▸ **SHORT TASK**: Pull out every line of the records below that contains the word "report", copying each one in full. Match case exactly.

Point placement records:
________________________________________

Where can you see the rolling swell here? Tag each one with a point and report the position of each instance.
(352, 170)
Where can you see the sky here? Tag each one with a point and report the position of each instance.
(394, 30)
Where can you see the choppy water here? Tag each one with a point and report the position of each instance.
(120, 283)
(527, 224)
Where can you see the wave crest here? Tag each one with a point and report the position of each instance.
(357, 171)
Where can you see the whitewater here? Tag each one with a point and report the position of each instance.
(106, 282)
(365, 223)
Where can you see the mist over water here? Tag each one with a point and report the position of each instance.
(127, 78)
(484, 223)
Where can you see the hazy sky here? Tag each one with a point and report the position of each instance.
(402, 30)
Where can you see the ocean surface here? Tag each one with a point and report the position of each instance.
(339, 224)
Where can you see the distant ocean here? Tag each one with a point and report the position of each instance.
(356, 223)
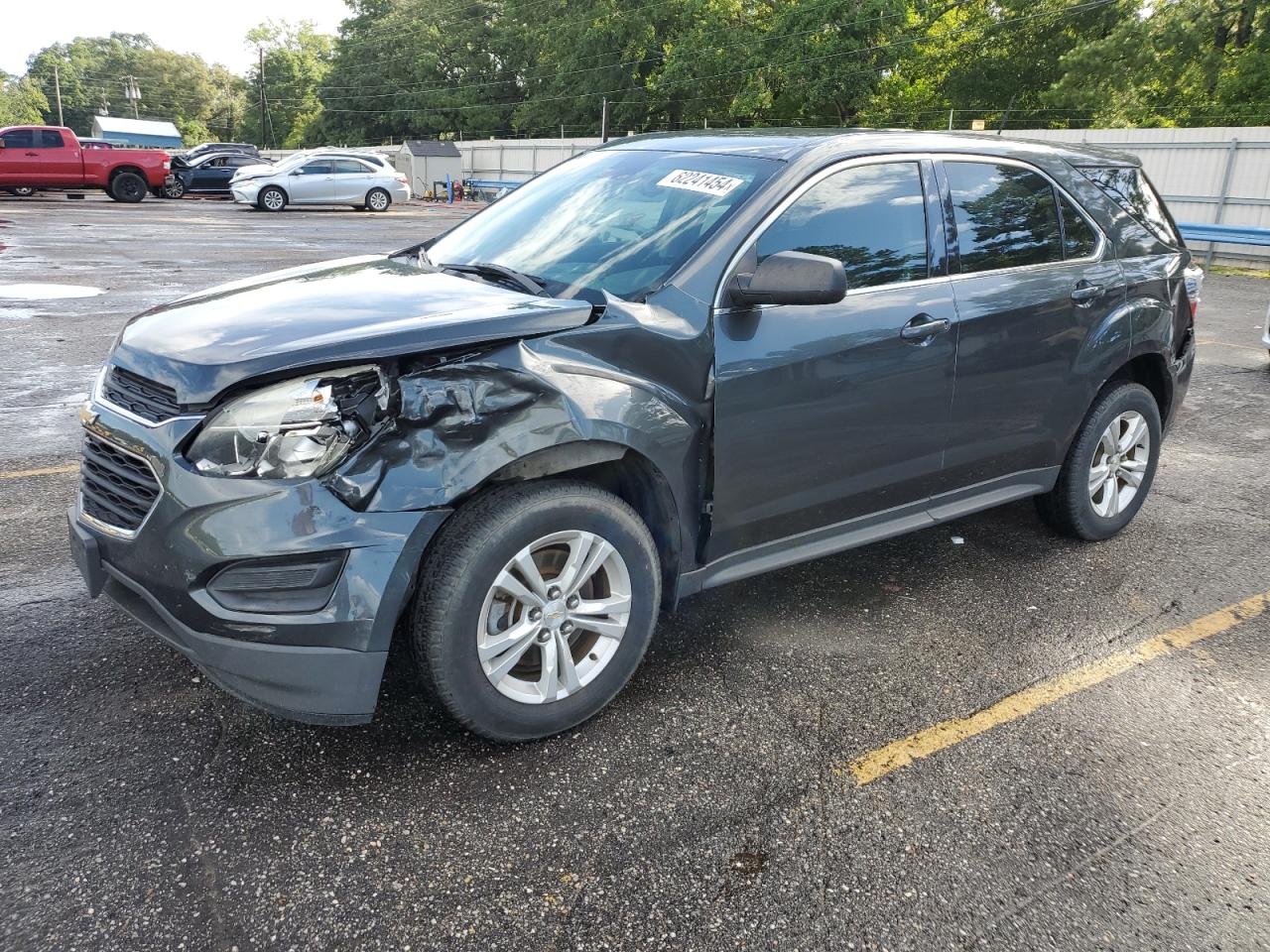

________________________________________

▸ **FINISHED TASK**:
Where can you see the rolling swell here? Tag each one with a point and report the position of each instance.
Where can you see the sky here? Tag each one with a point and report the position of each instance.
Where can you see the choppy water here? Tag each one with a point and report the position of each instance.
Where can you see the wave crest here? Tag each one with a point and report the position of each instance.
Where can you see the whitewater here? Tag each one with a point and report the position of each instance.
Where can you see the mist over water here? Tag each one with a point and report the position of each instance.
Where can you see the hazy sky here? Tag each one with a point and report the position of each instance.
Where can you see the ocean surface here? Tag each one with a point and report the position of each instance.
Where can you see the distant ocean here? Tag each one with a point and report the position of each instance.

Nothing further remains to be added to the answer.